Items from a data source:
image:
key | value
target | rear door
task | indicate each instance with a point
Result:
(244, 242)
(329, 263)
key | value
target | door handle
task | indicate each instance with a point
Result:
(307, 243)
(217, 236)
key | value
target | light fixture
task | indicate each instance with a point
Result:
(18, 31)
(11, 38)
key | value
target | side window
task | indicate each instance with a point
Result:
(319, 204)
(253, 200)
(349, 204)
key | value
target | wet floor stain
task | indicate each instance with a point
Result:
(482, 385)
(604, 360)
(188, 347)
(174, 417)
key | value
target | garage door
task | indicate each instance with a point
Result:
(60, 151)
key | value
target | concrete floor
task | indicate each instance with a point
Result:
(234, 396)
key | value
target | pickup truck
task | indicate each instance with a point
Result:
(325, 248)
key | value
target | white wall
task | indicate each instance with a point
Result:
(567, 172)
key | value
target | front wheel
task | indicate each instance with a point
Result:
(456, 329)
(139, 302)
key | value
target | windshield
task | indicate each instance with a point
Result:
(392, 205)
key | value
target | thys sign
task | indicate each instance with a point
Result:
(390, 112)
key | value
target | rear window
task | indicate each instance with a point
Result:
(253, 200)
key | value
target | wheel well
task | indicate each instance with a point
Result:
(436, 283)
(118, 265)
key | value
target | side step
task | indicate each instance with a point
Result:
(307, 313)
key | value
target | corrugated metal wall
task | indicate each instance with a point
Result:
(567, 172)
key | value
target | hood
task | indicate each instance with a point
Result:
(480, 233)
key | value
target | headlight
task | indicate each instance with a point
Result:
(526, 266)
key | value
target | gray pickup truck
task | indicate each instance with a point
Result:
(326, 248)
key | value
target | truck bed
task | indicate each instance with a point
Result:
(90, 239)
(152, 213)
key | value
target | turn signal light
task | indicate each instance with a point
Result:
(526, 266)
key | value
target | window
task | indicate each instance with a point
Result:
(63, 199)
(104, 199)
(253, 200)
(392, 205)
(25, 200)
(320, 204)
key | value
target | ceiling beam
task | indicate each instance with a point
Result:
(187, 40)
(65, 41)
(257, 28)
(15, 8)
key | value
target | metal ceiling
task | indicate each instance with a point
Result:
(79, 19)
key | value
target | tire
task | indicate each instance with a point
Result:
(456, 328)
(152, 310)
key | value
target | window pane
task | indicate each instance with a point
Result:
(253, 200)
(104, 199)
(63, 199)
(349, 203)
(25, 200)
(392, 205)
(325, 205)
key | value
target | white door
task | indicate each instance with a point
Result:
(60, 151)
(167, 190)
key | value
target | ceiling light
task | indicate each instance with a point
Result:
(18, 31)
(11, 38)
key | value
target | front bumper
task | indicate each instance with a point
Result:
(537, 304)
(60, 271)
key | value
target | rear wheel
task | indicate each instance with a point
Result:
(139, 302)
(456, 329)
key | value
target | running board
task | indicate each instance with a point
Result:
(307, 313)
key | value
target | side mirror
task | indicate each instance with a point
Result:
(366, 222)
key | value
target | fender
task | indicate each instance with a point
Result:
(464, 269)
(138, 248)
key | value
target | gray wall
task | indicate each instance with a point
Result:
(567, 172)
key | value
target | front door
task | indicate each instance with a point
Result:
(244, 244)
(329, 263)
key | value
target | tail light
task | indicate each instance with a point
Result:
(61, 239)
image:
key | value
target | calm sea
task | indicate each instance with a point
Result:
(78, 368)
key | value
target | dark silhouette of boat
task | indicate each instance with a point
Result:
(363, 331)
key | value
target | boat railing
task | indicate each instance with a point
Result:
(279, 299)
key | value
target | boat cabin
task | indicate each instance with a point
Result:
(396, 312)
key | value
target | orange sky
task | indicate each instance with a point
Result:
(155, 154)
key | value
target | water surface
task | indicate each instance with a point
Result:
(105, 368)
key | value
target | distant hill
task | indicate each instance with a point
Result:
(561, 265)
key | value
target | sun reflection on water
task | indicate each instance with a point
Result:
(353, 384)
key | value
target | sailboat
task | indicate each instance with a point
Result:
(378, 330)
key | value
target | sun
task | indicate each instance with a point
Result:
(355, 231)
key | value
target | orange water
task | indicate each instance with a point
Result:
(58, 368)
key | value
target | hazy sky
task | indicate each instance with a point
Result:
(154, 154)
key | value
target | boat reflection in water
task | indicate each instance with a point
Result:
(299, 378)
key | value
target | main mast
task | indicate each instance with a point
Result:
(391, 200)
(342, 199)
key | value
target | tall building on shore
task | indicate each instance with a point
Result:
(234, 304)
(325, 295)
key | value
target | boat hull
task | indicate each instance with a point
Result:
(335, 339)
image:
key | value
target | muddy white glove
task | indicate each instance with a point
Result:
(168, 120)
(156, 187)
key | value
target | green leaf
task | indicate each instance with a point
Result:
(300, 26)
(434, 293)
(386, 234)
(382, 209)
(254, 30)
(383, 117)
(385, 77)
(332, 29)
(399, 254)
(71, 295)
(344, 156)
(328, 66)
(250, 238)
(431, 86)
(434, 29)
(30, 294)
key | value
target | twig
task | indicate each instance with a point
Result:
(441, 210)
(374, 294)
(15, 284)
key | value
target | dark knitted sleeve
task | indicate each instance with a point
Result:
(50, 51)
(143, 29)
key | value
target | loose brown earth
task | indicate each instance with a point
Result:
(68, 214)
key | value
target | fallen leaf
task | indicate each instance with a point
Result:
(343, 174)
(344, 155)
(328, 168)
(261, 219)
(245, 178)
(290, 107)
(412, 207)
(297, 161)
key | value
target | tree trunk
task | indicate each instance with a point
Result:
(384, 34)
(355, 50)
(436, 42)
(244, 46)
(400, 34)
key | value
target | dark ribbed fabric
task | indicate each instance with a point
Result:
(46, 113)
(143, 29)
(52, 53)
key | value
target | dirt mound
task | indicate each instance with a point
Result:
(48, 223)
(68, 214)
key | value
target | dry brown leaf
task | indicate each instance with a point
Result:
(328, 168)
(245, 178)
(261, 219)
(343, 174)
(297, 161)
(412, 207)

**EXERCISE DETAILS**
Write out all the data exactly.

**COMPLETED EXERCISE**
image:
key | value
target | rear door
task | indicate each instance with a point
Result:
(244, 242)
(329, 263)
key | value
target | door handle
task | indicate each instance with a point
Result:
(307, 243)
(217, 236)
key | value
target | light fixture
task | indicate each instance with a point
Result:
(18, 31)
(11, 38)
key | value
target | side window
task | indicate each instance with a point
Result:
(319, 204)
(253, 200)
(349, 204)
key | value
target | wet floor stain
task | indicate each instance with a point
Result:
(482, 385)
(604, 360)
(188, 347)
(174, 417)
key | value
target | garage door
task | indicate each instance with a point
Result:
(60, 151)
key | value
target | concrete floor
task | indicate each instance with a point
Result:
(234, 396)
key | value
target | pickup truck
task | indicate each instance with a point
Result:
(325, 248)
key | value
target | white wall
task | indicate each instance with a point
Result:
(567, 172)
key | value
target | front wheel
task | indicate each instance with a point
Result:
(456, 329)
(139, 302)
key | value
target | windshield
task | indicate each instance with a point
Result:
(392, 205)
key | value
target | thys sign
task | indicate each instance with a point
Result:
(390, 112)
key | value
target | rear window
task | indicate each instance with a point
Result:
(253, 200)
key | value
target | wheel well
task | indicate each instance with a point
Result:
(436, 283)
(118, 265)
key | value
target | side step
task | indicate each instance with a point
Result:
(307, 313)
key | value
target | corrugated metal wall
task | indicate each instance with a point
Result:
(567, 172)
key | value
target | hood
task | indicate each instance with a point
Result:
(480, 233)
key | value
target | headlight
task | indicate each instance with a point
Result:
(526, 266)
key | value
target | gray pickup truck
task | indicate each instance with a point
Result:
(326, 248)
key | value
target | truck bed
task | indicate each instance with a point
Result:
(90, 239)
(152, 213)
key | value
target | turn signal light
task | indicate each instance with a point
Result:
(526, 266)
key | value
target | window
task | indicate each instance with a point
Result:
(63, 199)
(104, 199)
(253, 200)
(392, 205)
(25, 200)
(320, 204)
key | value
target | ceiling beam
task | indicate each instance with a point
Result:
(187, 40)
(65, 41)
(257, 28)
(15, 8)
key | value
target | metal ceiling
task | indicate each instance with a point
Result:
(79, 19)
key | value
target | tire
task | indicate each instance with a point
Result:
(456, 328)
(152, 310)
key | value
target | window pane
task | indicate each instance with a point
Result:
(253, 200)
(104, 199)
(63, 199)
(349, 203)
(25, 200)
(392, 205)
(325, 205)
key | value
target | white door
task | indicate each instance with a point
Result:
(60, 151)
(167, 190)
key | value
target | ceiling light
task | indicate each instance with a point
Result:
(18, 31)
(11, 38)
key | value
target | front bumper
task | indicate each instance with a point
Result:
(537, 304)
(60, 271)
key | value
target | rear wheel
task | indicate each instance with a point
Result:
(139, 302)
(456, 329)
key | value
target | running board
task | indicate each instance with a point
Result:
(307, 313)
key | value
target | side mirror
task | indicate each instance with a point
Result:
(366, 222)
key | value
target | fender
task | indicate each instance with a point
Result:
(464, 269)
(138, 248)
key | value
target | gray wall
task | indicate each instance with a point
Result:
(567, 172)
key | value
target | front door
task | indicate each instance with a point
Result:
(244, 244)
(329, 263)
key | value
target | tail light
task | indicate each instance with a point
Result:
(61, 239)
image:
key | value
target | calm sea
task | indicate each instance with a point
Result:
(78, 368)
key | value
target | dark silhouette of boat
task | indicate each instance with a point
Result:
(363, 331)
key | value
target | boat railing
task | indicate each instance with a point
Result:
(279, 299)
key | value
target | boat cabin
task | indicate each instance with a point
Result:
(396, 312)
key | value
target | orange sky
task | indicate each instance with a point
Result:
(155, 154)
key | value
target | water surface
task | indicate each instance with a point
Result:
(105, 368)
key | value
target | distant hill
task | indicate each instance with a point
Result:
(561, 265)
key | value
target | sun reflection on water
task | indicate each instance with a point
Result:
(353, 384)
key | value
target | sailboat
task | indicate each instance with a point
Result:
(378, 330)
key | value
target | sun
task | indicate each instance with a point
Result:
(355, 231)
key | value
target | orange water
task | indicate each instance with a point
Result:
(58, 368)
key | value
target | hazy sky
task | indicate each instance with a point
Result:
(154, 154)
key | value
target | boat reflection in water
task | indicate each instance with a point
Result:
(299, 378)
key | value
target | main mast
task | indicate each instance with a point
Result:
(391, 200)
(342, 199)
key | value
target | tall building on shore
task | indicate each instance with a point
Result:
(234, 304)
(325, 295)
key | value
target | boat hull
task | indicate each instance with a point
Result:
(335, 339)
image:
key | value
target | muddy white glove
task | indicate each instance with a point
Result:
(168, 120)
(156, 187)
key | value
target | green leaf
task | indicate each instance with a point
Result:
(300, 26)
(434, 293)
(386, 234)
(382, 209)
(254, 30)
(383, 117)
(385, 77)
(332, 29)
(399, 254)
(71, 295)
(344, 156)
(328, 66)
(250, 238)
(431, 86)
(434, 29)
(30, 294)
key | value
target | twig
task | indicate each instance with a point
Result:
(441, 210)
(374, 294)
(15, 284)
key | value
target | dark knitted sleeve
task | indicate each instance with a point
Result:
(50, 51)
(143, 29)
key | value
target | loose brown earth
task | indicate each instance with a point
Result:
(68, 214)
key | value
target | fallen leaf
task | indicate each instance with a point
Result:
(343, 174)
(344, 155)
(328, 168)
(261, 219)
(245, 178)
(290, 107)
(412, 207)
(297, 161)
key | value
target | tree trunk
task | indicate each instance with a point
Result:
(384, 34)
(355, 50)
(436, 42)
(244, 46)
(400, 34)
key | value
target | dark ribbed fabric
task | indicate each instance with a point
Result:
(46, 113)
(143, 29)
(52, 53)
key | value
target | dirt mound
task | indicate each instance with a point
Result:
(48, 223)
(68, 214)
key | value
target | dry brown leaf
task | indicate each instance with a point
Result:
(328, 168)
(245, 178)
(261, 219)
(343, 174)
(297, 161)
(412, 207)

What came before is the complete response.